This paragraph totally gives away the end of the movie, just so you'll know. Now then, one pair of characters are the Kogas, a happy Japanese couple whose main purpose in the film seems to be to contrast with the . . . the . . . other guy's (on whose character name I'm drawing a blank, no matter) horrible marriage to a gaijin. Ah, but there is a moment when Mrs. Koga tells the story from a children's book in which various forest animals go to live in an abandoned glove, living in harmony and discovering that the glove magically grows large enough to accommodate them all. It's then recalled at the end, where the global leaders (and Kim's thugs) are all gathered around a candle waiting for Dr. Tadokoro's prediction of Japan to finally sink to come true. "OK," I was thinking, "I get it, instead it will rise up and create enough room for everyone, a silly,
deus ex machina happy ending, but at least brings it together on a theme of mutual understanding and coexistence." And then Japan sank, the end. Eh? A few world leaders sitting around a candle, still holding guns, while Japan is (again) run by jack-booted thugs is your big epiphany for mankind? Did I blink and miss something?

- [MATERIAL PROVIDED]:

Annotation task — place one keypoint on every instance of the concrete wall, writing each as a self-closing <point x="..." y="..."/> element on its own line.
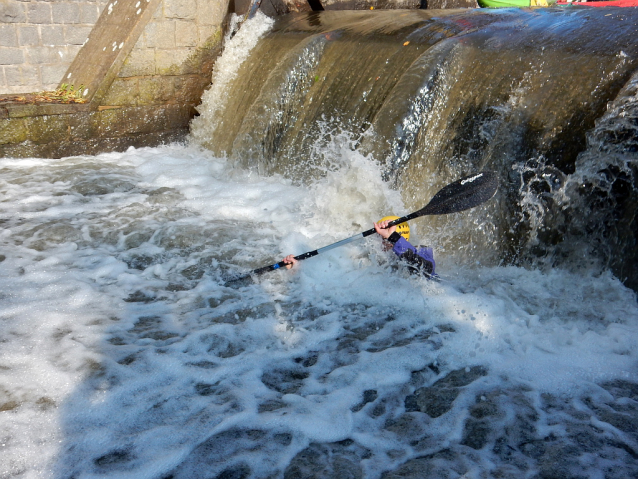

- [REQUIRED WORK]:
Please continue the movie review about Japan sinking, picking up after its last sentence.

- [RESULT BELOW]:
[/spoilers]
Anyhoo, the upshot is that I'd recommend
Japan Sinks, either Japanese version, for anyone who enjoys Japanese films or disaster movies as a genre. As for the spoof, I can't really recommend it either as a good movie or as a so-bad-it's-good movie. About the only thing I could recommend it for is the culture notes aspect (which is one reason I wrote it up down here rather than in movies). I'll go ahead and post the first segment here (which actually is the highlight).
One last note, the poster has added a few text comments of his own, and even looped through a scene he liked a second time, also practicing CYA with big disclaimers about racism. Annoying, but not show-stoppers. The guy calls himself a Japanese nationalist but is an American who is "relearning" the language. A Nissei or something? Yet another of life's mysteries.
Edit:
A point in the film that did rise to the level of offensiveness occurred to me. It was this scene of Defence Minister Ishiyama following the anti-foreigner sweeps of GAT (Gaijin Action Team, if you skipped the spoilers).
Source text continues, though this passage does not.